TESTO DELLA PAGINA
####

La banca centrale, nel nostro caso la BCE, effettua delle aste settimanali in cui offre liquidità alle banche ordinarie. Queste aste si chiamano Operazioni di rifinanziamento principali (Main Refinancing Operations, MRO). In seguito alle misure straordinarie adottate dalla BCE nel 2008 quando si manifestò con virulenza la crisi finanziaria, il sistema corrente non si basa più sulle aste, e questo ci semplifica la vita: la BCE offre settimanalmente alle banche tutta la liquidità che esse desiderano al tasso di interesse sulle MRO da essa deciso. Tale tasso è quello che Draghi, in seguito alle decisioni del consiglio direttivo della BCE, conferma o modifica. Attualmente questo tasso è quasi zero, lo 0,05% più precisamente, un’altra misura straordinaria su cui torneremo. Quando la BCE crea euro a favore delle banche lo fa ottenendo titoli a garanzia, il cosiddetto collaterale.[5]
Mentre col sistema delle aste settimanali le banche devono ogni settimana restituire la liquidità riprendendosi i titoli, normalmente la BCE con le Operazioni di rifinanziamento a lungo termine (Longer Term Refinancing Operations, LTRO) offre fondi a più lungo termine, prima della crisi solitamente a tre mesi. L’acronimo LTRO, come altri di cui anche molti economisti professionisti ignoravano l’esistenza, è diventato poi famoso a fine 2012, vedremo perché.
Le banche potrebbero però trovarsi a corto di liquidità senza aver tempo di ricorrere a un’asta. Per esempio un certo giorno i clienti della Banca Chiara possono aver effettuato pagamenti a favore di clienti della Banca Onesta in misura più copiosa di quanti i clienti della Banca Onesta ne abbiano effettuati a favore della Banca Chiara. Col risultato che la Banca Chiara ha perso riserve a favore della Banca Onesta (che probabilmente ne ha ora in eccesso). La Banca Chiara ha due alternative: o farsi prestare riserve da Banca Onesta (che ne ha in eccesso) o ricorrere alla banca centrale ottenendo un prestito “overnight”, cioè da restituire in 24 ore. Vediamo.

####

(Record di annotazione delle coordinate)
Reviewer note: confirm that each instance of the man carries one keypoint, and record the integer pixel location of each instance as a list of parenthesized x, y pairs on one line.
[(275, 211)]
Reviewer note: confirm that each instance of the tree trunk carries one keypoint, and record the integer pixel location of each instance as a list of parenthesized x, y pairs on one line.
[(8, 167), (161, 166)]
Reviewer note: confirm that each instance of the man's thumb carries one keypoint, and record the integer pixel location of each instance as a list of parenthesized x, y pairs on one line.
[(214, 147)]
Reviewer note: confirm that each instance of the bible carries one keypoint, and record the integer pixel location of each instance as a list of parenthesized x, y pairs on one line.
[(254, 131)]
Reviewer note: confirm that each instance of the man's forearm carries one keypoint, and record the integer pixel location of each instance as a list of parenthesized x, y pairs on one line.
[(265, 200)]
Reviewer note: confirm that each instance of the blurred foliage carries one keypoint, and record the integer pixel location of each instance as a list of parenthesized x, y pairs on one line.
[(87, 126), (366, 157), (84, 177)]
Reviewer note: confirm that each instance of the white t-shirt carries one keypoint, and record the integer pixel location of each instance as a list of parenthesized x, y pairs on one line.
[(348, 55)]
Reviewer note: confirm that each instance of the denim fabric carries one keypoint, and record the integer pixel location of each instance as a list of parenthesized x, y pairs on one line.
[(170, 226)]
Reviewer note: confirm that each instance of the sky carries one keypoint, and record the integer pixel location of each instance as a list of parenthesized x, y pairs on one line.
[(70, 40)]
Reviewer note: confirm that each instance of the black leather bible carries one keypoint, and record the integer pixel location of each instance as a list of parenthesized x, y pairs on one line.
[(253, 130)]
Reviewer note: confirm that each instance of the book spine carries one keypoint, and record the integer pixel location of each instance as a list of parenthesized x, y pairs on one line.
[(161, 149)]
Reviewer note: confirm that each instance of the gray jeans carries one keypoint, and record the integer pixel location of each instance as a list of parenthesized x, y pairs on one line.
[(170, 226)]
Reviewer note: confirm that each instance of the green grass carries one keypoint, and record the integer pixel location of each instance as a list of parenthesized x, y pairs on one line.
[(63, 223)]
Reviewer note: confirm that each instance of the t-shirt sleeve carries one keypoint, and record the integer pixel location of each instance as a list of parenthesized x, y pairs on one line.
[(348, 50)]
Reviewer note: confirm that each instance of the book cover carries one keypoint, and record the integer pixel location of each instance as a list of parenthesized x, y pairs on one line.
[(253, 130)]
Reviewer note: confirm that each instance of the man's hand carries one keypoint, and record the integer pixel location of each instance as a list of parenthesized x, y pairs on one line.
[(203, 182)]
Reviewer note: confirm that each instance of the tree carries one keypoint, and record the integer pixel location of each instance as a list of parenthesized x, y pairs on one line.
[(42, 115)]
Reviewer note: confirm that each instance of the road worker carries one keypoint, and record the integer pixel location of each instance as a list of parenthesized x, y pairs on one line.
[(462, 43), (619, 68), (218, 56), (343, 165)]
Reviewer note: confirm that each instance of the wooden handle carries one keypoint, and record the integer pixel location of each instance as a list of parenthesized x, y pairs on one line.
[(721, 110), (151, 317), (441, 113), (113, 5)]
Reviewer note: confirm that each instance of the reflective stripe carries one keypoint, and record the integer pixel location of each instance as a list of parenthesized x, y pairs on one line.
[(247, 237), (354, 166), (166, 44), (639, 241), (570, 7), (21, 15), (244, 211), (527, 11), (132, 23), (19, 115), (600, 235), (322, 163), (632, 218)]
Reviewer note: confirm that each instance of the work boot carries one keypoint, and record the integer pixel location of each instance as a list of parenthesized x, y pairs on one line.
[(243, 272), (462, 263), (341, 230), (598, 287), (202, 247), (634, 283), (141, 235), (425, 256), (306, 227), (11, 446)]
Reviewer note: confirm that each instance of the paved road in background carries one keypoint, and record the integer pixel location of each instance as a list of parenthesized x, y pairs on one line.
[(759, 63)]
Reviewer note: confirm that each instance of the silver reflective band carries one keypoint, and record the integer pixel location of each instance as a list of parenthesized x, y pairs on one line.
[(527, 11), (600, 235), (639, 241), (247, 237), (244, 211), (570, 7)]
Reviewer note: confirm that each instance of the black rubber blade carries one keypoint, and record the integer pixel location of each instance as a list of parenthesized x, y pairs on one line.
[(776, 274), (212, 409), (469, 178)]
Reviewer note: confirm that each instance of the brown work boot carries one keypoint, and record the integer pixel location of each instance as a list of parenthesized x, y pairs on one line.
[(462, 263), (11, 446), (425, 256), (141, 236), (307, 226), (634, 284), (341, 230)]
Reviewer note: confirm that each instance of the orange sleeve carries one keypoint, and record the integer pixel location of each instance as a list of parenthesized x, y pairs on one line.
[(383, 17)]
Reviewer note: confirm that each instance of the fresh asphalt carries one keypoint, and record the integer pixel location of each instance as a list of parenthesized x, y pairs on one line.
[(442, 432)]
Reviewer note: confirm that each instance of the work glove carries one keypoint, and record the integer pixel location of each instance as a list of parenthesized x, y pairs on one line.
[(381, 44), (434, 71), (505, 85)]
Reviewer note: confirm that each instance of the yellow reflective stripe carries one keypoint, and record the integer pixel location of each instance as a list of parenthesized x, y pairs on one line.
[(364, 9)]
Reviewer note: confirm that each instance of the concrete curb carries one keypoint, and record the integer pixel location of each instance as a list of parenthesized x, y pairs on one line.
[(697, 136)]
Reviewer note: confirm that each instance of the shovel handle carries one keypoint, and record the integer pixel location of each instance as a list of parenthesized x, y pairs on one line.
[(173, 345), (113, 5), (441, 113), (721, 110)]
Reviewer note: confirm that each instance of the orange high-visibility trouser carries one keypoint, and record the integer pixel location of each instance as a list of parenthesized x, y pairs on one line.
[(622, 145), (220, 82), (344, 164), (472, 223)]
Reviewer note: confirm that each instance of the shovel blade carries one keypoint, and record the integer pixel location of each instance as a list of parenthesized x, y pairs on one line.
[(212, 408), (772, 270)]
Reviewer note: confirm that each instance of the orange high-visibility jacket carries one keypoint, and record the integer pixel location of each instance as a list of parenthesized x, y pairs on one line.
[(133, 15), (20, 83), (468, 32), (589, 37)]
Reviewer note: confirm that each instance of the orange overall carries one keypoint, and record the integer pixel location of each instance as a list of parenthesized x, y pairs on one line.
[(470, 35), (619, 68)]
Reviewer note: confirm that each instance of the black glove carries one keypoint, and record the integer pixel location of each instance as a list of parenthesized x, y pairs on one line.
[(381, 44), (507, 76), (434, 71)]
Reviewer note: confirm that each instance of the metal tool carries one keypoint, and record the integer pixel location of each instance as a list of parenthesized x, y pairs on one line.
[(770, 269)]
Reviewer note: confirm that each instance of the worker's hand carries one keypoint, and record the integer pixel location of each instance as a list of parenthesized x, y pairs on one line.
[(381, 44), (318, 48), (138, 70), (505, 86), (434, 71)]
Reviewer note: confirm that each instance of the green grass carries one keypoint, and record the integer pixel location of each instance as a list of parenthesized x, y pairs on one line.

####

ESERCIZI DA SVOLGERE
A – Elenca tutte le sigle che compaiono nel testo della pagina.
B – Riproduci senza modifiche le voci a partire dalla riga che contiene "Reviewer note: confirm that each instance of the black leather" fino alla riga che contiene "[(462, 43), (619, 68), (218, 56), (343, 165)]", entrambe comprese.

RISPOSTE AGLI ESERCIZI
A – BCE, MRO, LTRO

B –
Reviewer note: confirm that each instance of the black leather bible carries one keypoint, and record the integer pixel location of each instance as a list of parenthesized x, y pairs on one line.
[(253, 130)]
Reviewer note: confirm that each instance of the book spine carries one keypoint, and record the integer pixel location of each instance as a list of parenthesized x, y pairs on one line.
[(161, 149)]
Reviewer note: confirm that each instance of the gray jeans carries one keypoint, and record the integer pixel location of each instance as a list of parenthesized x, y pairs on one line.
[(170, 226)]
Reviewer note: confirm that each instance of the green grass carries one keypoint, and record the integer pixel location of each instance as a list of parenthesized x, y pairs on one line.
[(63, 223)]
Reviewer note: confirm that each instance of the t-shirt sleeve carries one keypoint, and record the integer pixel location of each instance as a list of parenthesized x, y pairs on one line.
[(348, 50)]
Reviewer note: confirm that each instance of the book cover carries one keypoint, and record the integer pixel location of each instance as a list of parenthesized x, y pairs on one line.
[(253, 130)]
Reviewer note: confirm that each instance of the man's hand carries one keypoint, and record the integer pixel location of each instance as a list of parenthesized x, y pairs on one line.
[(203, 182)]
Reviewer note: confirm that each instance of the tree carries one keypoint, and record the integer pixel location of each instance as a list of parenthesized x, y pairs on one line.
[(42, 115)]
Reviewer note: confirm that each instance of the road worker carries one keypoint, and record the integer pixel location of each instance as a list of parenthesized x, y pairs on one line.
[(462, 43), (619, 68), (218, 56), (343, 165)]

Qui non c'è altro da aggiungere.